REQUIREMENT A —
Please reproduce the passage about church planters and technical work word for word.
##### PASSAGE
Once you find a trusted resource, turn down the volume on other voices, and follow the advice, you will find yourself wasting far less time and feeling far less frustrated. Along the way you will enjoy picking up some technical tips, gaining some technical knowledge, and feel the support and hope of having a trustworthy partner who understands your plight.

Summary

Don’t be stuck trying to be the technical expert for your church plant. You will end up wasting time, losing momentum, and not giving your best energy fulfilling your primary calling.

Good News

I was recently talking with a church planter about some of the common technical struggles he and other church planters face. When it comes to figuring out websites, domain names, and the like, planters and pastors are met with two common temptations—expediency and money. The temptation of expediency says, “take the path of least resistance and you will be happiest.” Just get the website…any website…done. The temptation of money or finances says, “You are never going to have the finances necessary to do this right so take control and find the cheapest way to do it NOW.” I have given into these lies too many times.

Even though Jesus never wrestled with domain names, podcasting, websites, or support emails as part of his public ministry, he was faced with the exact same temptations of expediency and money. Satan boldly promised him the crown without the cross and riches without trust or sacrifice. Jesus—weak, empty, and starving—chose to say no to temptation and yes to the Spirit even though the circumstances and Liar screamed otherwise.

In the maddening frustration of technical tasks which must get done, Jesus understands and his Spirit is with you. Let him remind you of the closeness of the Savior’s empathy and power, the trustworthiness of the Spirit’s leadership and love, and the abundant provision of the Father’s love for you as his child (not his church planting cog in the wheel of kingdom expansion).
##########
##### THE RECORDS
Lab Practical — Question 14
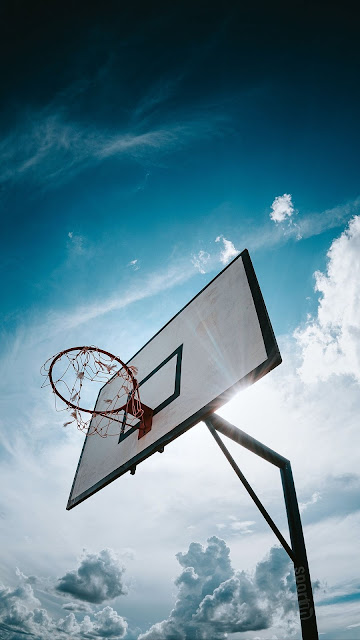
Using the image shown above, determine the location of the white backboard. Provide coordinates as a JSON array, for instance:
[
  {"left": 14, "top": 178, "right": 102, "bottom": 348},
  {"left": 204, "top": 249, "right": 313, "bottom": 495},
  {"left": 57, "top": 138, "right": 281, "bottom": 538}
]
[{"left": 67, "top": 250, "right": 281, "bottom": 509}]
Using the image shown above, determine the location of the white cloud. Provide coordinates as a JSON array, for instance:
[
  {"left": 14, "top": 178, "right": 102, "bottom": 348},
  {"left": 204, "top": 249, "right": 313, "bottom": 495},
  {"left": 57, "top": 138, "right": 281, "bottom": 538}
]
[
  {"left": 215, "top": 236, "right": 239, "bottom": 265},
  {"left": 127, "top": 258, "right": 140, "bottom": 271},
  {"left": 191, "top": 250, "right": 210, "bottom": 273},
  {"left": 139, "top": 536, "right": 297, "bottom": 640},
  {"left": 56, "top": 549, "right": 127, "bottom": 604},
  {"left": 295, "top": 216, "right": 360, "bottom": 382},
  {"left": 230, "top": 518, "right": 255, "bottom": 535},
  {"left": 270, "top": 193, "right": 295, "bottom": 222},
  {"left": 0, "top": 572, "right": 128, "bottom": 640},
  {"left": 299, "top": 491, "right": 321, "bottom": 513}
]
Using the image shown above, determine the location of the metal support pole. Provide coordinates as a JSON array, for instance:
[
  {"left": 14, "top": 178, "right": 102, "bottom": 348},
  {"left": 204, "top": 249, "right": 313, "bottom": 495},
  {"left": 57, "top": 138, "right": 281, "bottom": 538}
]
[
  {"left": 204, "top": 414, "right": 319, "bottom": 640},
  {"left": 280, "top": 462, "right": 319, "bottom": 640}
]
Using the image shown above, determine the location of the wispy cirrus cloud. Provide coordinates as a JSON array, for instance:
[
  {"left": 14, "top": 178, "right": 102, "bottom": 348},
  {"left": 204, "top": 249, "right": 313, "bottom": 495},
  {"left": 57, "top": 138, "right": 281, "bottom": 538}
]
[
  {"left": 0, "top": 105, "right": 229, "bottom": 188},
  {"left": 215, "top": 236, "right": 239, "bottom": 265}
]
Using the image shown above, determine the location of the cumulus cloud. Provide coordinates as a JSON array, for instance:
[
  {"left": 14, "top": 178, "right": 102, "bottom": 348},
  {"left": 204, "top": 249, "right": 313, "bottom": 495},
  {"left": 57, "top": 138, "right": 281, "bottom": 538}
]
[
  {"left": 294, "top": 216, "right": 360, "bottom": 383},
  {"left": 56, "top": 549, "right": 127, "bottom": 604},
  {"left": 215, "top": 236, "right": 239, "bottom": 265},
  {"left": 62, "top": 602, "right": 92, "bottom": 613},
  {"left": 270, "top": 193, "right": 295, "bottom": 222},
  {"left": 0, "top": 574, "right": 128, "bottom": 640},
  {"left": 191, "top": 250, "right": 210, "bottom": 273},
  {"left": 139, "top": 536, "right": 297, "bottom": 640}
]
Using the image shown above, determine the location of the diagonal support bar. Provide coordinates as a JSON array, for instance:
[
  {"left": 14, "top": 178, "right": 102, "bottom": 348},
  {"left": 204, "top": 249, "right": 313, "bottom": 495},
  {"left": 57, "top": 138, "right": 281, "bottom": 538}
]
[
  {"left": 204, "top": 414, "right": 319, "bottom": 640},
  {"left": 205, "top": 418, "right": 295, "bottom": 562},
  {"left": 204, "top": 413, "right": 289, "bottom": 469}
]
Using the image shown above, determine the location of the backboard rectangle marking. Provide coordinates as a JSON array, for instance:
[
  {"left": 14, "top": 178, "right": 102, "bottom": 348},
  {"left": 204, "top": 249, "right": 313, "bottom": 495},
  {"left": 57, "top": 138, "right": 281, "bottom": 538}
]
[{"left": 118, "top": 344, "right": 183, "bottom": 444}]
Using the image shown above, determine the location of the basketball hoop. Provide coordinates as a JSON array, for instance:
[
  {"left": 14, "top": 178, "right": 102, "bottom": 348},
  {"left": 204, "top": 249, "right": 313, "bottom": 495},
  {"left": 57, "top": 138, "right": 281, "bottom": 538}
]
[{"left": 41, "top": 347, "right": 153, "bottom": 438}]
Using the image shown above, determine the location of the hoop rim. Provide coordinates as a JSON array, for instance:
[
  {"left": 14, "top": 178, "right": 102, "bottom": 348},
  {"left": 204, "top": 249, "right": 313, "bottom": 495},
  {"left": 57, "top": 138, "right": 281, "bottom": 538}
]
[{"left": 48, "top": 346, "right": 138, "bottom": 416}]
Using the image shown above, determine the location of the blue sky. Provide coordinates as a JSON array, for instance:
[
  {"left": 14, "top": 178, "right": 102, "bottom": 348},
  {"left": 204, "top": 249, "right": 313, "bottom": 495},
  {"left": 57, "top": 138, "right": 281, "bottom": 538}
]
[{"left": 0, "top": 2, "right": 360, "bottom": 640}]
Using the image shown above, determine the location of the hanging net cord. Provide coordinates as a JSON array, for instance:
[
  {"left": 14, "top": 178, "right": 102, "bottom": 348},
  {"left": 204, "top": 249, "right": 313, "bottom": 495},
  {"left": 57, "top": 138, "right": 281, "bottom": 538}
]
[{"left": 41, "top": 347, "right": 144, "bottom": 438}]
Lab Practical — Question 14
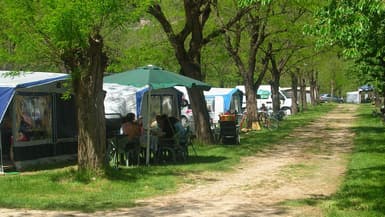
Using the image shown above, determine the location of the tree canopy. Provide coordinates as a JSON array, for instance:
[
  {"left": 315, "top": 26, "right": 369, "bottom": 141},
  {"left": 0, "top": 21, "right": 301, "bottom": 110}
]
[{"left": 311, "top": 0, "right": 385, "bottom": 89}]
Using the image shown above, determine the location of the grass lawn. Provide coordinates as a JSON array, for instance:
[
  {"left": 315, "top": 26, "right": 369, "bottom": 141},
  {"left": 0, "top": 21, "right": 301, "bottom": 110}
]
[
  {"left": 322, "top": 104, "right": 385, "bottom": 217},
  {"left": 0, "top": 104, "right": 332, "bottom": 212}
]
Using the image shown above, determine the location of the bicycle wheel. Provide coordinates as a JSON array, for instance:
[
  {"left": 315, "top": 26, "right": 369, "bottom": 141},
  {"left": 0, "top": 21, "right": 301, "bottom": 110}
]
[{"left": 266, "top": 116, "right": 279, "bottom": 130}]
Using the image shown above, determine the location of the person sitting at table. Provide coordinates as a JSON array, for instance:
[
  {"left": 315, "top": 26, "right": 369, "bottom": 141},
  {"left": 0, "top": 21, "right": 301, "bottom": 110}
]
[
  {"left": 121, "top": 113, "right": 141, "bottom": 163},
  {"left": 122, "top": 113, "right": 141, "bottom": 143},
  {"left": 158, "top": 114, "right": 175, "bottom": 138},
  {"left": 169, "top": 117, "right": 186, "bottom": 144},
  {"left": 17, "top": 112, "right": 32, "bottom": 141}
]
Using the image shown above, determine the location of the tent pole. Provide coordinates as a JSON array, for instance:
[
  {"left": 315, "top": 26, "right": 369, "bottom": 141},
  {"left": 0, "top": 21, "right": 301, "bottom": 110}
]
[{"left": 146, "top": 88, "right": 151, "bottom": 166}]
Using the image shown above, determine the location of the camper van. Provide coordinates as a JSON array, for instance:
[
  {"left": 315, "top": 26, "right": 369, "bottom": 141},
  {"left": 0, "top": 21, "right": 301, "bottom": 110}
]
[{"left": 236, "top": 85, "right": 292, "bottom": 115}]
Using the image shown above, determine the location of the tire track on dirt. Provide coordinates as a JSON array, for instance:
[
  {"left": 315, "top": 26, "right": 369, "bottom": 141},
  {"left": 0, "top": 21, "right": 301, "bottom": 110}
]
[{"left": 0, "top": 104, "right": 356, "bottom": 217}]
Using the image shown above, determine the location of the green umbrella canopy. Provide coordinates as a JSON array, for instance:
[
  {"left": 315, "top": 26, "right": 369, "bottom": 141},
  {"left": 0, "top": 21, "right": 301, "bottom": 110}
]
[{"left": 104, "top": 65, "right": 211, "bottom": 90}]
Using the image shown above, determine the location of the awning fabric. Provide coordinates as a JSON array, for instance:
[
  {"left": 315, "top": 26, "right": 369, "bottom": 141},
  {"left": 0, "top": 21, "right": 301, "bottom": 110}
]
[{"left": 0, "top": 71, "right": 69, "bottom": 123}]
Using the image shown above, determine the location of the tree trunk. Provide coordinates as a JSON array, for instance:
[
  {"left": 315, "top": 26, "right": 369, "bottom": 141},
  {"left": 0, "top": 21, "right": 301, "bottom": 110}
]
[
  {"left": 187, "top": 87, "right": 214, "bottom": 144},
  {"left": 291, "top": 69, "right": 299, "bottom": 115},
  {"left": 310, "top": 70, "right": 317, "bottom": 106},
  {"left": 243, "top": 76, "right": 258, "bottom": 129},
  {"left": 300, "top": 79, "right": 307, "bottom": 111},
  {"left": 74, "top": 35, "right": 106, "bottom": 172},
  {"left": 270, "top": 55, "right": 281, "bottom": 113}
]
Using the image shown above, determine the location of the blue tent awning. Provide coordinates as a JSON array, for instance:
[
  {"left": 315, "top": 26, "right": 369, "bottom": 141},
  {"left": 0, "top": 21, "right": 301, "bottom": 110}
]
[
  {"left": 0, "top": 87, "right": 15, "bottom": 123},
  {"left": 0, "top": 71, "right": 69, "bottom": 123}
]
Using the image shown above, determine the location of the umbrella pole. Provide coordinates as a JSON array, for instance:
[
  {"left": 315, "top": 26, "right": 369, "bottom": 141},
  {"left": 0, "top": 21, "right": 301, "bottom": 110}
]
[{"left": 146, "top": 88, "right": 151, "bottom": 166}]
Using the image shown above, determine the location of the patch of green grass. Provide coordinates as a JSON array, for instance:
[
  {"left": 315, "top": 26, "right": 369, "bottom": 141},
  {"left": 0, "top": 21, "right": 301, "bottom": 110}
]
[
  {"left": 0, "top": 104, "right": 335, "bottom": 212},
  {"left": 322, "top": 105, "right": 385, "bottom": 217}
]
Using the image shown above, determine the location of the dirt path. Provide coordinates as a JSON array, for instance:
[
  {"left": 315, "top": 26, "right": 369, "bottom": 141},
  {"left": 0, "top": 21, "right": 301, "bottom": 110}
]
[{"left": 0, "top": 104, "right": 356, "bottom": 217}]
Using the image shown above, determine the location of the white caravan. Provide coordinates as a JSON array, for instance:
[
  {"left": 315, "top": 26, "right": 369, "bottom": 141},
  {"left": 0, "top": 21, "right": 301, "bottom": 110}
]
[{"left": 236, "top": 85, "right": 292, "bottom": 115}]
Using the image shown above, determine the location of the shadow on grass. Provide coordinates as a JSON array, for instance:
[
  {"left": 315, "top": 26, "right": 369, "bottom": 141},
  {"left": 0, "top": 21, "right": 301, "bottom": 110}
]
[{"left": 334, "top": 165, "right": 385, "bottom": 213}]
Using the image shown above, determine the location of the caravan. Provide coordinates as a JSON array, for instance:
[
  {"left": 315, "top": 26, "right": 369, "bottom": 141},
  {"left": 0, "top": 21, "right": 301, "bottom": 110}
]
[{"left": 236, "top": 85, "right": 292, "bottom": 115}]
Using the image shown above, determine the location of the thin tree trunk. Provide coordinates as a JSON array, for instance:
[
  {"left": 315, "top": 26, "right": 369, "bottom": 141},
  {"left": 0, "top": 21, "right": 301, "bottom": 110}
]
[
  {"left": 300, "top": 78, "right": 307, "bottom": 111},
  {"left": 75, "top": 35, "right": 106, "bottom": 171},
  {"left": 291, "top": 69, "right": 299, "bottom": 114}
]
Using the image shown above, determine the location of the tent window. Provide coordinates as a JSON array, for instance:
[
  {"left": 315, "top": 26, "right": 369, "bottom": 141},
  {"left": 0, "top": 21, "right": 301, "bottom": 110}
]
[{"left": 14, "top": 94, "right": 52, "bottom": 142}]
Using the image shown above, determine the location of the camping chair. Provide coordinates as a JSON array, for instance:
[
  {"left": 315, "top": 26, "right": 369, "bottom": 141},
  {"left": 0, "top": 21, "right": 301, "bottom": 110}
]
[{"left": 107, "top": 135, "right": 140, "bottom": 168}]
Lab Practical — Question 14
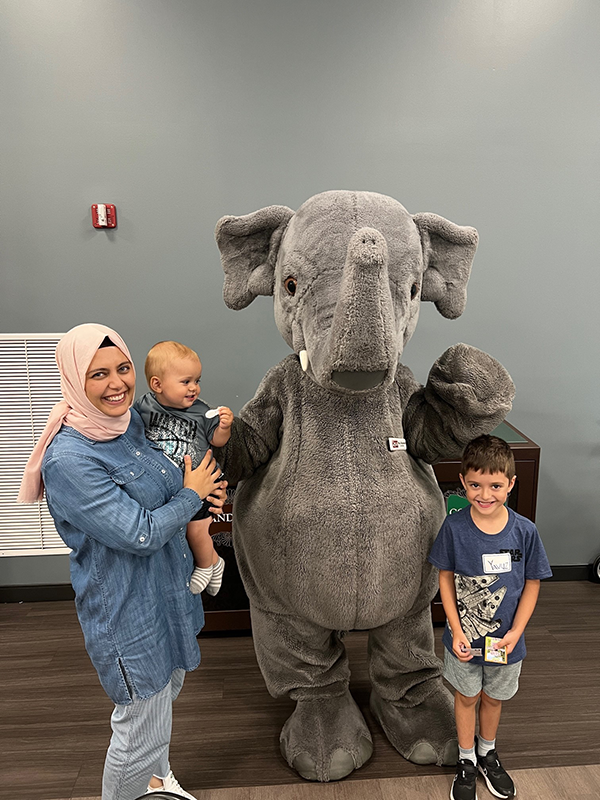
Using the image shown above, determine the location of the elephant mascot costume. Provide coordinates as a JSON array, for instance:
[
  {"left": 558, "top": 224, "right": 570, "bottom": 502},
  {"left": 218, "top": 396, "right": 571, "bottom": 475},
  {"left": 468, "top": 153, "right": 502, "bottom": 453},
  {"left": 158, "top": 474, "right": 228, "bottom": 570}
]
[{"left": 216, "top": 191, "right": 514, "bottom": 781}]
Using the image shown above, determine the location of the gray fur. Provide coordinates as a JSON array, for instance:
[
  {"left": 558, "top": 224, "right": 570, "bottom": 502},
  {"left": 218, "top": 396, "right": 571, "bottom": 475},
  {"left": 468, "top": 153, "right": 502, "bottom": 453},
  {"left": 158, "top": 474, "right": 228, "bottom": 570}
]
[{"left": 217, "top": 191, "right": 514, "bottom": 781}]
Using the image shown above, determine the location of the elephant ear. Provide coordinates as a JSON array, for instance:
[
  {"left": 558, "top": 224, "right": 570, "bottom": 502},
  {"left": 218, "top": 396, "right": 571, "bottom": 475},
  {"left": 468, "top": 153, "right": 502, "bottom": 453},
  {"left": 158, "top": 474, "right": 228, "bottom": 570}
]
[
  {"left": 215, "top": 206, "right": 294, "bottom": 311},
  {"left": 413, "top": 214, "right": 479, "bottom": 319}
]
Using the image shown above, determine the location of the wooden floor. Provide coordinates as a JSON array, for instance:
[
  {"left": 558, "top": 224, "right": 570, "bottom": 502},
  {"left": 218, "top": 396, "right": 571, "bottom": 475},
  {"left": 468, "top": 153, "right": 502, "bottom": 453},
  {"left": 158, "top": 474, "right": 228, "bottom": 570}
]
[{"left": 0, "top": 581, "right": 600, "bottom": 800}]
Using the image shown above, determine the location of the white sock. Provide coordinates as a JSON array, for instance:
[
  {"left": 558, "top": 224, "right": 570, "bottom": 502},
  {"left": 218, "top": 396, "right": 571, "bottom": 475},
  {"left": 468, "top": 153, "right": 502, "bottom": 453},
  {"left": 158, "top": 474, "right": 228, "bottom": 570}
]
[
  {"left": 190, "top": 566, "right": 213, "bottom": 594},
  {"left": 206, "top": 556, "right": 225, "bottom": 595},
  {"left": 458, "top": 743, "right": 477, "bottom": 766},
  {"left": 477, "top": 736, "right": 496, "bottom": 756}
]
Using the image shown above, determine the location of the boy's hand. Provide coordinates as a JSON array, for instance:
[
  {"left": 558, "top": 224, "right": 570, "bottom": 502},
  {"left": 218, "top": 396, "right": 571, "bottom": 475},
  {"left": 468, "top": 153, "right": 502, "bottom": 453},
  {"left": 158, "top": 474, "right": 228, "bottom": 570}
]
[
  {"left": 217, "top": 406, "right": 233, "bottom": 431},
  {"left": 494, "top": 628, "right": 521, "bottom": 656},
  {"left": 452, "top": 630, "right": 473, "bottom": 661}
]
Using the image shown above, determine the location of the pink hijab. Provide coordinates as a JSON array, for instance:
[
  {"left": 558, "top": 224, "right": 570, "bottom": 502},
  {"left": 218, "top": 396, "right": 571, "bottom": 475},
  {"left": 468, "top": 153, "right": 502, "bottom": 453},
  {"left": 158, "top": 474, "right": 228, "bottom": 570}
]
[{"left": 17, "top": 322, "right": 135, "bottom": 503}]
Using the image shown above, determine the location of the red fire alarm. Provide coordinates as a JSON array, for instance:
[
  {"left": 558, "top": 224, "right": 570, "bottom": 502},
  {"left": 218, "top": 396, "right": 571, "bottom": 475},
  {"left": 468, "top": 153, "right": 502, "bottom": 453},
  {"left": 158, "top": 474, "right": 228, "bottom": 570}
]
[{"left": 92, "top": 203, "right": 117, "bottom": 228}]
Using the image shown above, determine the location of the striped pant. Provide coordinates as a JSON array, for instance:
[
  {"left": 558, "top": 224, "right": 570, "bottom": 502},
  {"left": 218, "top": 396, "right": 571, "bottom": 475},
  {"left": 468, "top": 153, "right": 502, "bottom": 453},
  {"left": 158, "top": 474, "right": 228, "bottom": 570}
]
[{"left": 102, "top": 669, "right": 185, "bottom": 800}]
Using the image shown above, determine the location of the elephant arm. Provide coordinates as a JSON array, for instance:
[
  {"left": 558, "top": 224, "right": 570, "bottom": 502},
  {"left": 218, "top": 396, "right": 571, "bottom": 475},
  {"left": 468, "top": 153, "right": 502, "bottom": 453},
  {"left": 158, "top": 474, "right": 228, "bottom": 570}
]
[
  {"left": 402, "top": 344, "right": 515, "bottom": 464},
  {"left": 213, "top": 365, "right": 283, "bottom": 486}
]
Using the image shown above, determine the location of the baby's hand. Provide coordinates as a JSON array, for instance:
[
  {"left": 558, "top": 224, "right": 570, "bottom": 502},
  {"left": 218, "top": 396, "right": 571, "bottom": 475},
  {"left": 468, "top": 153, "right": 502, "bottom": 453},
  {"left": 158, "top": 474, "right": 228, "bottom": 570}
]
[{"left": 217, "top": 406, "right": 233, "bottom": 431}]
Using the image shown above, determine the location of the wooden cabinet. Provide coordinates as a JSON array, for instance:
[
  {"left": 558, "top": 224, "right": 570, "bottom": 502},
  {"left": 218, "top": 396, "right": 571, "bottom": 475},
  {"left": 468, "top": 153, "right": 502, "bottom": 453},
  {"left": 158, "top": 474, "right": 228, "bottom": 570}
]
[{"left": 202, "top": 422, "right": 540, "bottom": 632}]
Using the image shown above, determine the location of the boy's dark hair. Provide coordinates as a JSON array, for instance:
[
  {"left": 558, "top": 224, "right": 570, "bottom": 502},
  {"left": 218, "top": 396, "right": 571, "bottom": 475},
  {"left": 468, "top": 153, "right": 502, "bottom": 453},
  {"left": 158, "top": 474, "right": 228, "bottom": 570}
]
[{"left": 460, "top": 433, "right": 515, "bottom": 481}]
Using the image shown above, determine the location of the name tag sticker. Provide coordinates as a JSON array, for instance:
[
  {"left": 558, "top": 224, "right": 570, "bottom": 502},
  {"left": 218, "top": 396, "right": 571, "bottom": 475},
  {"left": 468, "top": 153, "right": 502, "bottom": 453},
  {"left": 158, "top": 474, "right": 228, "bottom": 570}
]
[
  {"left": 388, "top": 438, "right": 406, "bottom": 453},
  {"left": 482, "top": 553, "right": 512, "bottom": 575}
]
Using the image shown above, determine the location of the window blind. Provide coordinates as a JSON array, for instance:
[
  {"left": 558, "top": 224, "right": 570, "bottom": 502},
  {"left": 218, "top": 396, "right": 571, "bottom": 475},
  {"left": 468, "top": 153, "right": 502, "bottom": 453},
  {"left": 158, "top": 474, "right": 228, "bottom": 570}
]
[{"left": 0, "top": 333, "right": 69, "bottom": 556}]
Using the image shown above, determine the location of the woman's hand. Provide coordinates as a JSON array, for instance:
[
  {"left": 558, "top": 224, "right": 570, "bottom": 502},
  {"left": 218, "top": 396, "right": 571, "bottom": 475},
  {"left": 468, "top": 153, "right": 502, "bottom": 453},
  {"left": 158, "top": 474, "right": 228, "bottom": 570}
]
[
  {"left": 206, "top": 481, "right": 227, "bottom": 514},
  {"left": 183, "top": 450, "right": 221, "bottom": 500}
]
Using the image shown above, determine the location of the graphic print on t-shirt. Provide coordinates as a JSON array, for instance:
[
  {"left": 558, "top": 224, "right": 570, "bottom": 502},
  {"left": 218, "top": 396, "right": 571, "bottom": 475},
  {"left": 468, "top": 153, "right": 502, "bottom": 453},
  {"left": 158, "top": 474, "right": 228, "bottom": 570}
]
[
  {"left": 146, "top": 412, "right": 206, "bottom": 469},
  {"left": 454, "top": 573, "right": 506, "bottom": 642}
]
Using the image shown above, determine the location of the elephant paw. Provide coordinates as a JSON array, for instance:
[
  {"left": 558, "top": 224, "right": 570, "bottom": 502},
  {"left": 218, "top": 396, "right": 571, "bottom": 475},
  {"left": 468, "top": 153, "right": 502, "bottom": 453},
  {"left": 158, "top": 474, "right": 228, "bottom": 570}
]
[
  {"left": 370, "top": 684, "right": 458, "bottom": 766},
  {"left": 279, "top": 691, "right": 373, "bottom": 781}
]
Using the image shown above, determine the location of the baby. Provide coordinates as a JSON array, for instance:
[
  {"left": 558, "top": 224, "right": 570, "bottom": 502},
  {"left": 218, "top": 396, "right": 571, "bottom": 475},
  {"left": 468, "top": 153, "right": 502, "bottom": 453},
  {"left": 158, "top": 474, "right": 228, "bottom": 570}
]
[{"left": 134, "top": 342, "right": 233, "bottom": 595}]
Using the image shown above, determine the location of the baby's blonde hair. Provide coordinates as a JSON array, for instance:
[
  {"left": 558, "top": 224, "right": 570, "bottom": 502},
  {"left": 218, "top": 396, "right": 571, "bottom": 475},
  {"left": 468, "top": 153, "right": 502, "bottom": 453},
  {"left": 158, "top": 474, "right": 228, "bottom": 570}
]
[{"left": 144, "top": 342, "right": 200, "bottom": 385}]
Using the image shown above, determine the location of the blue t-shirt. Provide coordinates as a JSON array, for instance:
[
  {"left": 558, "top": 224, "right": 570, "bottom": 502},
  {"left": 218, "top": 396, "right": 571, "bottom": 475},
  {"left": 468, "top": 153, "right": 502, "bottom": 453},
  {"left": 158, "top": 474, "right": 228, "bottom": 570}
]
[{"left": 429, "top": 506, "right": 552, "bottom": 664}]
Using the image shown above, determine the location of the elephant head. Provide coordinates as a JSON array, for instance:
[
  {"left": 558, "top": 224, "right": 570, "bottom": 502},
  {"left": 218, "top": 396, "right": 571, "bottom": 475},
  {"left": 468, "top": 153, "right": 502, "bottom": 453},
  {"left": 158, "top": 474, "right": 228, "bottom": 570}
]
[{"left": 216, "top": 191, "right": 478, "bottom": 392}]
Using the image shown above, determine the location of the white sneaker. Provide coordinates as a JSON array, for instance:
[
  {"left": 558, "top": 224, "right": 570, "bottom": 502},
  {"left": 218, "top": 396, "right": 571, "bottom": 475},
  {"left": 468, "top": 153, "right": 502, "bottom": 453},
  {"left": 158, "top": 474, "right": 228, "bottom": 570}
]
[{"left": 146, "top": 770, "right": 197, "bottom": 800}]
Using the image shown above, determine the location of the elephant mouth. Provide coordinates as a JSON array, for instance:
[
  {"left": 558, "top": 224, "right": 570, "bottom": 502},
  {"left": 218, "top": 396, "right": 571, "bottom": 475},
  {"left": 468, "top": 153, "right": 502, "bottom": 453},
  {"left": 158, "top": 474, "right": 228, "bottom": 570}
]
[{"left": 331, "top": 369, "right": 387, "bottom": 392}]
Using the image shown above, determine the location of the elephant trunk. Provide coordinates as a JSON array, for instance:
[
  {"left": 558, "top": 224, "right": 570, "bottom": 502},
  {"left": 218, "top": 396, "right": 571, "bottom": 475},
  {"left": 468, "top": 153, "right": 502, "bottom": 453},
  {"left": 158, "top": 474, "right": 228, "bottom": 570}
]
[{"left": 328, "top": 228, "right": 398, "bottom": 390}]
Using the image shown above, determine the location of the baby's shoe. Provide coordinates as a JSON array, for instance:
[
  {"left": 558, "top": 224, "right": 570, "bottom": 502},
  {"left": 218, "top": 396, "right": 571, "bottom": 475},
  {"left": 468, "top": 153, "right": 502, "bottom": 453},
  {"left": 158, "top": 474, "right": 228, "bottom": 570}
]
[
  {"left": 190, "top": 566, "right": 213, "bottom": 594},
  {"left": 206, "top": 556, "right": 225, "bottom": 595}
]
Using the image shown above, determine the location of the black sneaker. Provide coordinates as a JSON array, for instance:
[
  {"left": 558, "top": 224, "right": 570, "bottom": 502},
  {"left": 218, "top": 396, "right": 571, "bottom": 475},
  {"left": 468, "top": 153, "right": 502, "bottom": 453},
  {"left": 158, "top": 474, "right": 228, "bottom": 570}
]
##########
REQUIREMENT B —
Find each line in the rows that contains the word "cloud" and copy those lines out. Case counts.

COMPLETE RESPONSE A —
Once you find a trusted resource, turn down the volume on other voices, and follow the advice, you will find yourself wasting far less time and feeling far less frustrated. Along the way you will enjoy picking up some technical tips, gaining some technical knowledge, and feel the support and hope of having a trustworthy partner who understands your plight.

Summary

Don’t be stuck trying to be the technical expert for your church plant. You will end up wasting time, losing momentum, and not giving your best energy fulfilling your primary calling.

Good News

I was recently talking with a church planter about some of the common technical struggles he and other church planters face. When it comes to figuring out websites, domain names, and the like, planters and pastors are met with two common temptations—expediency and money. The temptation of expediency says, “take the path of least resistance and you will be happiest.” Just get the website…any website…done. The temptation of money or finances says, “You are never going to have the finances necessary to do this right so take control and find the cheapest way to do it NOW.” I have given into these lies too many times.

Even though Jesus never wrestled with domain names, podcasting, websites, or support emails as part of his public ministry, he was faced with the exact same temptations of expediency and money. Satan boldly promised him the crown without the cross and riches without trust or sacrifice. Jesus—weak, empty, and starving—chose to say no to temptation and yes to the Spirit even though the circumstances and Liar screamed otherwise.

In the maddening frustration of technical tasks which must get done, Jesus understands and his Spirit is with you. Let him remind you of the closeness of the Savior’s empathy and power, the trustworthiness of the Spirit’s leadership and love, and the abundant provision of the Father’s love for you as his child (not his church planting cog in the wheel of kingdom expansion).

COMPLETE RESPONSE B —
Using the image shown above, determine the location of the white cloud. Provide coordinates as a JSON array, for instance:
Using the image shown above, determine the location of the wispy cirrus cloud. Provide coordinates as a JSON array, for instance:
Using the image shown above, determine the location of the cumulus cloud. Provide coordinates as a JSON array, for instance:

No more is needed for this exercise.